*GIVEN PASSAGE*
..........
6. What is the funniest or scariest thing that ever happened to you when you were torching? Another hard question. Scary and funny stuff happens all the time. I think my scariest moment is when I set myself on fire via synthetic fabric. Big, big flames and many bad smells. Don’t wear fleece when torching. 7. What kind of set up do you use? Torch?
I work on a Bethlehem Barracuda. I love it. It’s just big enough to rage a big bead and the versatility of the pin point flame is a total turn on for me. I used to run it on two Unlimited Oxygen M-20 concentrators (which didn’t quite get the torch to full power, but did get the job done). I’ve been traveling for the last few months and mostly, since then I’ve been using liquid oxygen dewars with my shop hosts and shop mates. I definitely prefer the liquid oxy to the concentrators.
My favorite color of glass is probably electric yellow. I love the glow of it under my enamels. It works so well with cool blues green and just as well with oranges and reds. If you ask me it’s the perfect yellow. I also love dark silver purple plum for stringer work and you’ll find that on almost every bead I make (DSP is much nicer to work with than intense black for very thin lines).
9. What are your favorite color combinations?
I have two favorite color combinations. Of course they involve Thompson Enamels. My first love is electric yellow with an orange to orange red to cherry red to dark red enamel fade on top. My second love is an enamel combo that I adore on all kinds of different base colors: grey green to gray blue green to blue green.
I have two favorite techniques: drawing with fine stringer and sifting enamel. Making flowers (raised, encased or any form) makes me want to scream.
11. Is there a shape that you really HATE to make?
12. Do you have a ‘comfort’ bead?
I don’t have a particular bead that comforts me but I do have a few beads I’m very comfortable making like berry beads or rainbows. I make these beads when I haven’t torched in a while or while I’m getting used to new surroundings.
13. How do you see yourself developing as a lampworker in the future? What are your goals?
I just love glass. I love melting it. Ideally, sometime a long time in the future, I’ll have the skills and equipment to execute any idea or concept I can conceive of. That’s the ultimate goal. Long term I want to learn more about glass casting on a large scale, and laminating, and furnace work. Short term I have some fusing projects I would like to get the facilities to work on more and I would like to have the time to improve my blown boro skills, too.
14. What do you consider as successful? What is the key to getting there? To me, success is happiness. If I’m happy and content I’m as successful as I can be. The key to happiness? I’m still working on figuring that part out…
15. What would be your 3 best tips for new artists?
Do it because you love it. Do what you love and not what you think you ought to do. Don’t let fear or judgment stop you.
16. Do you like to take classes from other lampworkers?
I’ve sat in and acted as TA in a class or two but I’ve never taken a class. I typically learn in my own classroom of experiments and errors.
17. Do you teach? Will you travel to teach?
I do teach occasionally and will travel to do so… after all, that’s one of the great parts of the lampworking lifestyle. I love sharing, being shared with and traveling to do so. 18. What other creative outlets do you have?
Glass is kind of all consuming for me. Though, I recently bought a skateboard. But unfortunately I spend most of my time melting glass so I haven’t really gained many skills on the board… Just scars.
..........
*PROBLEMS TO SOLVE*
**1.** Reproduce the part of the lampworking interview starting with "14. What do" and going on through "experiments and errors.".
**2.** According to the lampworking interview, what torch does the artist work on?

*Stored data entries*
..........
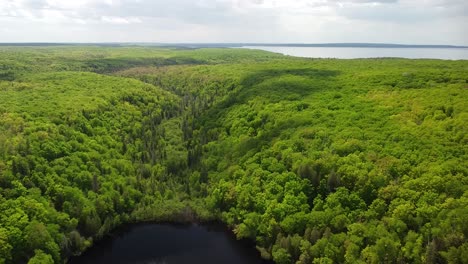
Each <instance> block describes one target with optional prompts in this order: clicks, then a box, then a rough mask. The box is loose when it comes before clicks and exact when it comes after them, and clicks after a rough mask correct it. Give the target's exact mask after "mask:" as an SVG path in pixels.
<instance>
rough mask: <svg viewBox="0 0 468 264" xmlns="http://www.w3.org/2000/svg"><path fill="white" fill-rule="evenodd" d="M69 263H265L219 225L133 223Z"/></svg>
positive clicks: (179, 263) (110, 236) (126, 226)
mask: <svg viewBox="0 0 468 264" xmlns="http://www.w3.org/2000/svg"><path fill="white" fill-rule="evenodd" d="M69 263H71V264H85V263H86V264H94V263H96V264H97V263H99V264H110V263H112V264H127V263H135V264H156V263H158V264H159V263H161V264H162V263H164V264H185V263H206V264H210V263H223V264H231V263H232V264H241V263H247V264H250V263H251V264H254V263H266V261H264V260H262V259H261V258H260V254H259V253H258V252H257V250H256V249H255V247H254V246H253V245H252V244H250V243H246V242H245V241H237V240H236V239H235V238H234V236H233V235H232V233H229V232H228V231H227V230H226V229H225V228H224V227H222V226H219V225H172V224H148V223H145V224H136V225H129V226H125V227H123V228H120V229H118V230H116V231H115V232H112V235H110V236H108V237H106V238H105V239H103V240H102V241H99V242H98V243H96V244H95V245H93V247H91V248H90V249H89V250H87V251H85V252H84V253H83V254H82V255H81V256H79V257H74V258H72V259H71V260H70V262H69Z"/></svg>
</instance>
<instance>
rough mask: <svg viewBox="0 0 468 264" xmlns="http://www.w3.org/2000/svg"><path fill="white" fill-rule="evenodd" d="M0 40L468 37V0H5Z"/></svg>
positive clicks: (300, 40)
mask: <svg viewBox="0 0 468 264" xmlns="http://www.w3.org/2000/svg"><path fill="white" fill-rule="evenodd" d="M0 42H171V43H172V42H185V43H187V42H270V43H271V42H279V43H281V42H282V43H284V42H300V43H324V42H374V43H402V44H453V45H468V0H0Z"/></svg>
..........
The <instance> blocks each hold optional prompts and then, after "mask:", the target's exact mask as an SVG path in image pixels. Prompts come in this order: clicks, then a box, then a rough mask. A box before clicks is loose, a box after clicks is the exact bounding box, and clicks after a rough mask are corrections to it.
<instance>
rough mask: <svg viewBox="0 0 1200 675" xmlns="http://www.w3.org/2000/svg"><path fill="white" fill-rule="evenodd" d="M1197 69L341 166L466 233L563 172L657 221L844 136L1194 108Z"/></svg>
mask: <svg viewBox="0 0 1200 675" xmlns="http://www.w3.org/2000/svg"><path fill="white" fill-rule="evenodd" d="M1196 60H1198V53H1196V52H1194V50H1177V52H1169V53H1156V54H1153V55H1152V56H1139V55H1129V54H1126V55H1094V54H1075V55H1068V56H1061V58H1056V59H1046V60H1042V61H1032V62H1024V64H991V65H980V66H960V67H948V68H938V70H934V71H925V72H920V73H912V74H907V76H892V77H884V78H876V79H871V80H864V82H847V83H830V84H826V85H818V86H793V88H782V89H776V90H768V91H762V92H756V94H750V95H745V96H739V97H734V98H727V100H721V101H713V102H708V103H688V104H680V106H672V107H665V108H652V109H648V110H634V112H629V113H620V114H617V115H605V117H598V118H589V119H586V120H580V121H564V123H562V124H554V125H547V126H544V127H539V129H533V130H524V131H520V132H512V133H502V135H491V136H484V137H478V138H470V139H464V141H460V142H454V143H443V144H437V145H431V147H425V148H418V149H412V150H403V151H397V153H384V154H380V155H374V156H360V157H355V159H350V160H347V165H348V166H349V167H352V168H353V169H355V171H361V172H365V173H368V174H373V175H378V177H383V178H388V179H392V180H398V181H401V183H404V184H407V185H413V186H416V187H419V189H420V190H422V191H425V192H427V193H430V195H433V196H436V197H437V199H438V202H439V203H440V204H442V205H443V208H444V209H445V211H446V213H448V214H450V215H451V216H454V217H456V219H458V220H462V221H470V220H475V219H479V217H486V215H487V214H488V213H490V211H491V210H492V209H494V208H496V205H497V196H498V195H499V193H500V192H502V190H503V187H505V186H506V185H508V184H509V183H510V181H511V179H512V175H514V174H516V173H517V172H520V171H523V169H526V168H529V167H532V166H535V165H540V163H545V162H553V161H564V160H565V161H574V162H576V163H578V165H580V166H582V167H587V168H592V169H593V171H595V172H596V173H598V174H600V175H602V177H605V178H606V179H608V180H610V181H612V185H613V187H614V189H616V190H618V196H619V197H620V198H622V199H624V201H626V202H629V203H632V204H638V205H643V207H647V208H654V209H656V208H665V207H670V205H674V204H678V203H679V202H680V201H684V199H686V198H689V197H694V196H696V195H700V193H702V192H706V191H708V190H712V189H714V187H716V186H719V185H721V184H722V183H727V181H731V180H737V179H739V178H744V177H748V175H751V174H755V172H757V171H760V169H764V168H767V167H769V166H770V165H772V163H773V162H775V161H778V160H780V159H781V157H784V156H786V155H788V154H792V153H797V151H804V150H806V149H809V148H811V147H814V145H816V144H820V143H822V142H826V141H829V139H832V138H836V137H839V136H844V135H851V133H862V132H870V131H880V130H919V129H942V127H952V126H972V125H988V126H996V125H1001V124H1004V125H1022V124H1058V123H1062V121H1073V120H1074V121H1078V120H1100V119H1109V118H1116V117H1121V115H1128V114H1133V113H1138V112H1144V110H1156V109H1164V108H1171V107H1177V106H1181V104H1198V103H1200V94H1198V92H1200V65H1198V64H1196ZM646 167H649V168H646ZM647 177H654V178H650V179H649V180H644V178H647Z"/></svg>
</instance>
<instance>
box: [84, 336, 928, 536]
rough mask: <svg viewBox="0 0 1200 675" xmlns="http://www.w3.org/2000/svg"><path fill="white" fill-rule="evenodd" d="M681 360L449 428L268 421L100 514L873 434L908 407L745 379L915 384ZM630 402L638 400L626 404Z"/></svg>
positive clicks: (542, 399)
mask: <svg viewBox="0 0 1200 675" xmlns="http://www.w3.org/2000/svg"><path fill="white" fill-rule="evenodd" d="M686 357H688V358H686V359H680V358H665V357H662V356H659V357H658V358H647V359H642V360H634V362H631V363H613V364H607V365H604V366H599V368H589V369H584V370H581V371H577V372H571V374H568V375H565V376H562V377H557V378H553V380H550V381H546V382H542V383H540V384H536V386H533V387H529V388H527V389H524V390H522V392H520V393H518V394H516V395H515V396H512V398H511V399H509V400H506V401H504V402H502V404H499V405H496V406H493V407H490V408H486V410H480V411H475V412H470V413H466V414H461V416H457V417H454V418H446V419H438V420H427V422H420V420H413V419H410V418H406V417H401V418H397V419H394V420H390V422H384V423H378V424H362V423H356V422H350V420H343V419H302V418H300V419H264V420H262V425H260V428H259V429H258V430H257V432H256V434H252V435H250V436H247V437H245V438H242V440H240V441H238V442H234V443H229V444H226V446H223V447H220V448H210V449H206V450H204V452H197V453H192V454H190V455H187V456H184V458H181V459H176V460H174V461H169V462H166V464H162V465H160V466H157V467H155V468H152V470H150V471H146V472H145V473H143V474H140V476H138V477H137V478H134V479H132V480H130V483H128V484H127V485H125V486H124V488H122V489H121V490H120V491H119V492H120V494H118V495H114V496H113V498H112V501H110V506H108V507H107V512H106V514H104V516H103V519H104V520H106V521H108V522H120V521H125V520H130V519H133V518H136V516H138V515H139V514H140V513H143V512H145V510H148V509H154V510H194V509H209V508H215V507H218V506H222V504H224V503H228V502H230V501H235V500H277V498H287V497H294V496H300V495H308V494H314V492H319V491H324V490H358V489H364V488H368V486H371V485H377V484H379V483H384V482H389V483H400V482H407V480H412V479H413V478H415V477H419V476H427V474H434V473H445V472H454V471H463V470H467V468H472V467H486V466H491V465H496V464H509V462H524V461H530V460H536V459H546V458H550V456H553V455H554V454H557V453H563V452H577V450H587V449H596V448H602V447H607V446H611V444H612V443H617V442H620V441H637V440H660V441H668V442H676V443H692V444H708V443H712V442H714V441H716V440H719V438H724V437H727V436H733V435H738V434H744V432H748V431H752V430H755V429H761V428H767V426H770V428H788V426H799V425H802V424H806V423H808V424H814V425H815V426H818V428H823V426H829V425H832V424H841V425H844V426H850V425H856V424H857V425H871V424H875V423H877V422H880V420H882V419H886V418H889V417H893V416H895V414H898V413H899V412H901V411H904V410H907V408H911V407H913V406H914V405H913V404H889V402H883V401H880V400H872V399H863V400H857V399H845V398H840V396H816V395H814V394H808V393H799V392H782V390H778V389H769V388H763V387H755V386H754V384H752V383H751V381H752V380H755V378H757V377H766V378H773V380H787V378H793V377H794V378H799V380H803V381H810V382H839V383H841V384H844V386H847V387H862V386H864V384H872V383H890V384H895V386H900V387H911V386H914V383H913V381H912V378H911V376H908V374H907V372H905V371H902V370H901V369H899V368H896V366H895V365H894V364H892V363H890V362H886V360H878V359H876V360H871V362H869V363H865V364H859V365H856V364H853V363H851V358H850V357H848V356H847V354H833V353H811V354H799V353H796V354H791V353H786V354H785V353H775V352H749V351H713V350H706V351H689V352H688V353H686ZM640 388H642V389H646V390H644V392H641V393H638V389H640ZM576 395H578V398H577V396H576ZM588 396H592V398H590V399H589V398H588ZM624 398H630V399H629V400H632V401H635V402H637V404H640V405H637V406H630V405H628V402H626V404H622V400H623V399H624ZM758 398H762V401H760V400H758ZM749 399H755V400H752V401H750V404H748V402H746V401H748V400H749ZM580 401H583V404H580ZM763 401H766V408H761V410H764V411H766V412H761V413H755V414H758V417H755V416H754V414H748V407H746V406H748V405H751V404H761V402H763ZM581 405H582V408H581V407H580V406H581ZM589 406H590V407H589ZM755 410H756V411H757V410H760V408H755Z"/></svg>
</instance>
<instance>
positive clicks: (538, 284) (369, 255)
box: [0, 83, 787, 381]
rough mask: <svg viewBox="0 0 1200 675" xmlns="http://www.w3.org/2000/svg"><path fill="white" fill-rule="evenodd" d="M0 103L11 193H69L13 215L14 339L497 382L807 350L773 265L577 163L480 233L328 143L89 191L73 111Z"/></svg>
..........
*RESPONSE LIST*
**1.**
14. What do you consider as successful? What is the key to getting there? To me, success is happiness. If I’m happy and content I’m as successful as I can be. The key to happiness? I’m still working on figuring that part out…
15. What would be your 3 best tips for new artists?
Do it because you love it. Do what you love and not what you think you ought to do. Don’t let fear or judgment stop you.
16. Do you like to take classes from other lampworkers?
I’ve sat in and acted as TA in a class or two but I’ve never taken a class. I typically learn in my own classroom of experiments and errors.

**2.** A Bethlehem Barracuda.